• **What is being asked**:
Write out the material below from the line with "Annotate the infant" through the line with "Annotate the langur", both included, exactly as each line stands, leaving out the pictures.

Listing start

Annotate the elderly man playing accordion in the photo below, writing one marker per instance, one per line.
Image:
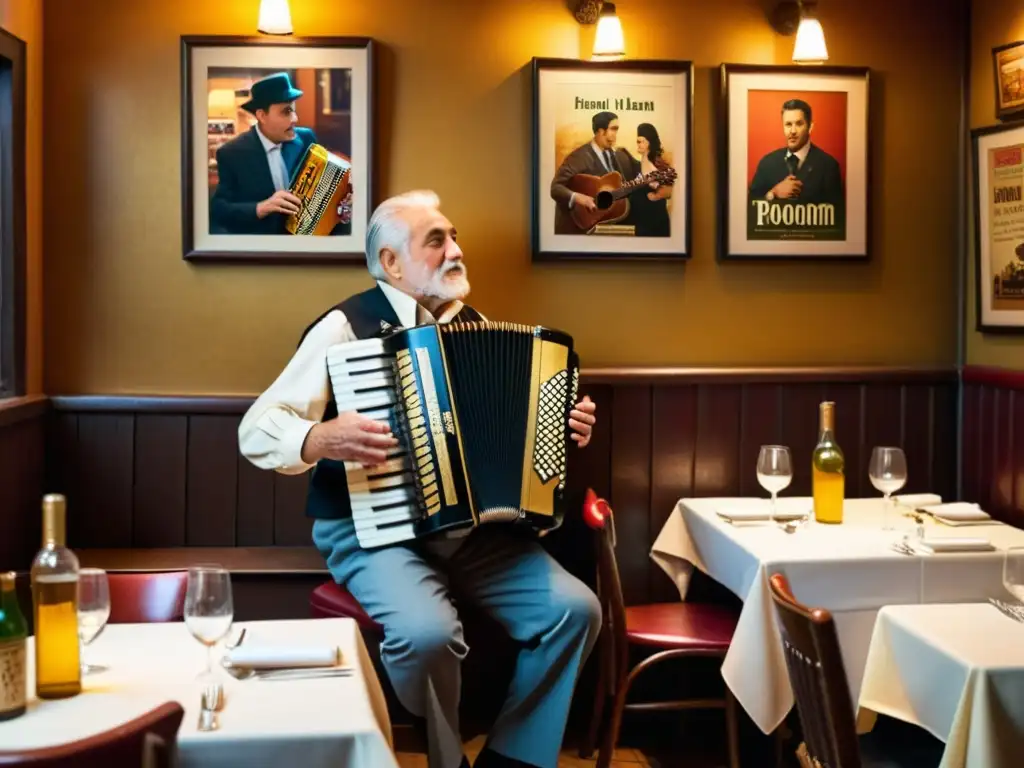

Listing end
Listing start

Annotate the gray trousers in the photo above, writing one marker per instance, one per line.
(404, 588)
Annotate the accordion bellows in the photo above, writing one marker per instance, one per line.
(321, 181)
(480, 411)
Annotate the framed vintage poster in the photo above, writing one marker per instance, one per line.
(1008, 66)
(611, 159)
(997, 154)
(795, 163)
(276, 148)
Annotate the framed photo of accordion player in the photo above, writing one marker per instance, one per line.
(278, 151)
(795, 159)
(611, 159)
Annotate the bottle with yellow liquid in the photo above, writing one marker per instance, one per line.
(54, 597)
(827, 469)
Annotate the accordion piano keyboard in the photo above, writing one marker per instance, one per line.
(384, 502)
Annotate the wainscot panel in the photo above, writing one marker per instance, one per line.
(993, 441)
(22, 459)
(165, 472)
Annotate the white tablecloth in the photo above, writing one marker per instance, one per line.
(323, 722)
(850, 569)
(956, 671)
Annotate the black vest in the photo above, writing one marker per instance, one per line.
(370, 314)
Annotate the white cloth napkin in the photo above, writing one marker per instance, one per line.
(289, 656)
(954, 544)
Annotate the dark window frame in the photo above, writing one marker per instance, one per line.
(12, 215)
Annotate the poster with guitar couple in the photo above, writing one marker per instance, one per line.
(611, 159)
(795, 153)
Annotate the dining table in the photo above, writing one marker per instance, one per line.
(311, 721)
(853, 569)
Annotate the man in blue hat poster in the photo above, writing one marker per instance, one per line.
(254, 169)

Listing end
Listing start

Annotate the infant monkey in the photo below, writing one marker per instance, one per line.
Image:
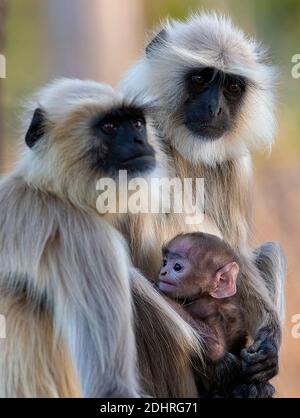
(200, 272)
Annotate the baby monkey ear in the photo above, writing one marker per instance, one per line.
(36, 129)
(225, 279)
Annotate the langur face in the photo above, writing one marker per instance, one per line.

Listing end

• **Solution to the problem**:
Annotate the infant monkey in the photo below, writing one marker per instance, one per line.
Image:
(200, 272)
Annotate the baby monkey ear in the photo above, writing one marker per instance, one per line.
(36, 129)
(225, 279)
Annotate the langur face in the photo above, writing one marker per instance, one per line.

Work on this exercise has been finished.